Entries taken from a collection

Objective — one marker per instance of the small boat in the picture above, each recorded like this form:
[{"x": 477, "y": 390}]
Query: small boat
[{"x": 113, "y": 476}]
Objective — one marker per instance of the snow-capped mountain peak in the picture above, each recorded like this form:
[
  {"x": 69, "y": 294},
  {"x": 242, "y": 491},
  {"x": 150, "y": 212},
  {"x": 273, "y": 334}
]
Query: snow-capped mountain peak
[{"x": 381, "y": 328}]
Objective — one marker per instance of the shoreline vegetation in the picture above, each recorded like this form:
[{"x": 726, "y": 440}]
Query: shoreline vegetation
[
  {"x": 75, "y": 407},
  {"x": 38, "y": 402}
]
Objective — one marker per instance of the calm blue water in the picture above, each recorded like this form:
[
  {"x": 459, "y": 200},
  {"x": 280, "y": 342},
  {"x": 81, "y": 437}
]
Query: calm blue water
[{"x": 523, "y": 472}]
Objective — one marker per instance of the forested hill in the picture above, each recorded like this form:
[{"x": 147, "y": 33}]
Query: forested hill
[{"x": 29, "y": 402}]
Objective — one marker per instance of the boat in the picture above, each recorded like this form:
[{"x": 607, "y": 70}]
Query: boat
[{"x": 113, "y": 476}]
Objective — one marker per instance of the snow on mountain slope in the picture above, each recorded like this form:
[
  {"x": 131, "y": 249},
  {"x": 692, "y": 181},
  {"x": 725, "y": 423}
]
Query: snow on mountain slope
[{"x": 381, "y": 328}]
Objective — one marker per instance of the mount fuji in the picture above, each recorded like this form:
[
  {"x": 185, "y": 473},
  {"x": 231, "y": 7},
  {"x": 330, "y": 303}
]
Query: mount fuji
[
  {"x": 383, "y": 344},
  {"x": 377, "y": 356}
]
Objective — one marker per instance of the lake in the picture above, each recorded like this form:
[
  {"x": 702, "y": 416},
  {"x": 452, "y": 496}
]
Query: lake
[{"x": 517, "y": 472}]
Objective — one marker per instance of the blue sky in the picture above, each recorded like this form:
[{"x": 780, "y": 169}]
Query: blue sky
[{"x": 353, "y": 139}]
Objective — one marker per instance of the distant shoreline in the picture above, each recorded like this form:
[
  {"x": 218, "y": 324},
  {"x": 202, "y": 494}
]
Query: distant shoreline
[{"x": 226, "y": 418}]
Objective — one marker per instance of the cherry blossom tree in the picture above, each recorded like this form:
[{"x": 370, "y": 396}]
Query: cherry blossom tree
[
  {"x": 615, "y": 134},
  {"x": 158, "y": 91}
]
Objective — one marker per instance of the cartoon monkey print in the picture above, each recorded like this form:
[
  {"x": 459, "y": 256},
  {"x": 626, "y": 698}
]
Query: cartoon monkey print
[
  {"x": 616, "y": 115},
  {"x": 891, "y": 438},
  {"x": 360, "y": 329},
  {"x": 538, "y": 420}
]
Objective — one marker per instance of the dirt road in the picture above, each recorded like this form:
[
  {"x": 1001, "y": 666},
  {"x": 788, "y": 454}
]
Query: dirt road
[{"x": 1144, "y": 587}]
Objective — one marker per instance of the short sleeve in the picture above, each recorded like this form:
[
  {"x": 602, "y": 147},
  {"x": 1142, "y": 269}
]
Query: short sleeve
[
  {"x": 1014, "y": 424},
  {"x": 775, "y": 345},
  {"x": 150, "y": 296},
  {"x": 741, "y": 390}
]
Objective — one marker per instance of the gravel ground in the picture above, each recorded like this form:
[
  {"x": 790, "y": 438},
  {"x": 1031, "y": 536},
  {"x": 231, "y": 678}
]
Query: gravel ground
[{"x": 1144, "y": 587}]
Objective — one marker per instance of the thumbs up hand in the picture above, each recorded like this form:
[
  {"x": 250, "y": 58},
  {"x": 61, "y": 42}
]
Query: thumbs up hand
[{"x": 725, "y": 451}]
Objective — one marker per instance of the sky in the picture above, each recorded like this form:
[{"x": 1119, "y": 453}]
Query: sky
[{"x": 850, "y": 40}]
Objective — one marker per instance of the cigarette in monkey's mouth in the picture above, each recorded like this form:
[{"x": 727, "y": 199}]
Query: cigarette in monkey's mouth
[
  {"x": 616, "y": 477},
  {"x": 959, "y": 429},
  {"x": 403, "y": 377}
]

Problem statement —
Please return the full set of records exactly as given above.

Written response —
Objective — one marker per instance of the small boat in the picture above, each recorded like this form:
[{"x": 477, "y": 390}]
Query: small boat
[{"x": 113, "y": 476}]
Objective — one marker per instance of the snow-capped mountain peak in the picture above, each recorded like this form:
[
  {"x": 69, "y": 294},
  {"x": 242, "y": 491},
  {"x": 150, "y": 212},
  {"x": 273, "y": 334}
]
Query: snow-capped mountain peak
[{"x": 381, "y": 328}]
Objective — one marker per instance of the shoreline vegetation in the picture above, each recorded like this form:
[{"x": 726, "y": 440}]
Query: shoreline vegetation
[
  {"x": 75, "y": 407},
  {"x": 38, "y": 402}
]
Objective — one marker per instance of the calm blue water in the picture above, each recorded like this form:
[
  {"x": 459, "y": 200},
  {"x": 280, "y": 342},
  {"x": 81, "y": 437}
]
Query: calm blue water
[{"x": 523, "y": 472}]
Objective — one marker per instance of the forested hill in the picture above, each recorded like this form:
[{"x": 147, "y": 33}]
Query: forested hill
[{"x": 29, "y": 402}]
Objective — one marker per instance of the boat in the picture above, each recorded like this form:
[{"x": 607, "y": 70}]
Query: boat
[{"x": 113, "y": 476}]
Objective — one marker per instance of the snow on mountain slope in the picture above, each recorded like this form:
[
  {"x": 131, "y": 249},
  {"x": 692, "y": 181},
  {"x": 725, "y": 423}
]
Query: snow on mountain slope
[{"x": 381, "y": 328}]
Objective — one marker per instance of the mount fuji in the picture above, each recorded like this form:
[
  {"x": 185, "y": 473},
  {"x": 231, "y": 7},
  {"x": 330, "y": 303}
]
Query: mount fuji
[
  {"x": 383, "y": 344},
  {"x": 377, "y": 356}
]
Objective — one marker per instance of the lake in the picture above, each recorded like this form:
[
  {"x": 702, "y": 416},
  {"x": 452, "y": 496}
]
Query: lake
[{"x": 517, "y": 472}]
Objective — one marker per instance of the blue sky in the picture above, each recorded like this form:
[{"x": 780, "y": 169}]
Query: blue sky
[{"x": 353, "y": 139}]
Objective — one marker per instance of the distant shoreline in the picture above, each recorded like this form:
[
  {"x": 218, "y": 324},
  {"x": 202, "y": 494}
]
Query: distant shoreline
[{"x": 226, "y": 418}]
Objective — one marker per instance of the cherry blossom tree in the picture above, each recorded like this form:
[{"x": 370, "y": 396}]
Query: cherry blossom tree
[
  {"x": 615, "y": 134},
  {"x": 158, "y": 91}
]
Objective — one marker per instance of the cartoon monkey print in the picture above, each recorded like this form:
[
  {"x": 459, "y": 256},
  {"x": 626, "y": 698}
]
Query: cartoon monkey print
[
  {"x": 616, "y": 115},
  {"x": 891, "y": 438},
  {"x": 360, "y": 329},
  {"x": 538, "y": 420}
]
Objective — one marker per instance of the dirt road in the picture above, each recorded like this form:
[
  {"x": 1001, "y": 666},
  {"x": 788, "y": 454}
]
Query: dirt road
[{"x": 1144, "y": 587}]
Objective — one marker per instance of the short sleeve in the picture above, each recorded like this form:
[
  {"x": 602, "y": 147},
  {"x": 1142, "y": 269}
]
Query: short sleeve
[
  {"x": 1014, "y": 424},
  {"x": 775, "y": 345},
  {"x": 150, "y": 296},
  {"x": 741, "y": 390}
]
Objective — one marker per instance of the gravel ground in the picture above, each recorded like this form:
[
  {"x": 790, "y": 438},
  {"x": 1031, "y": 536},
  {"x": 231, "y": 678}
]
Query: gravel ground
[{"x": 1144, "y": 587}]
Objective — one marker per instance of the thumbs up hand in the picture above, each recorded like this form:
[
  {"x": 250, "y": 58},
  {"x": 61, "y": 42}
]
Query: thumbs up hand
[{"x": 725, "y": 451}]
Objective — one marker per instance of the sky in the picture above, each recorded like this form:
[{"x": 1119, "y": 453}]
Query: sky
[{"x": 850, "y": 40}]
Objective — one marker per instance of the cigarette in monkey's mouth in the picture above, each recorded like this form:
[{"x": 727, "y": 199}]
Query: cigarette in monkey's mouth
[
  {"x": 616, "y": 477},
  {"x": 959, "y": 429},
  {"x": 403, "y": 377}
]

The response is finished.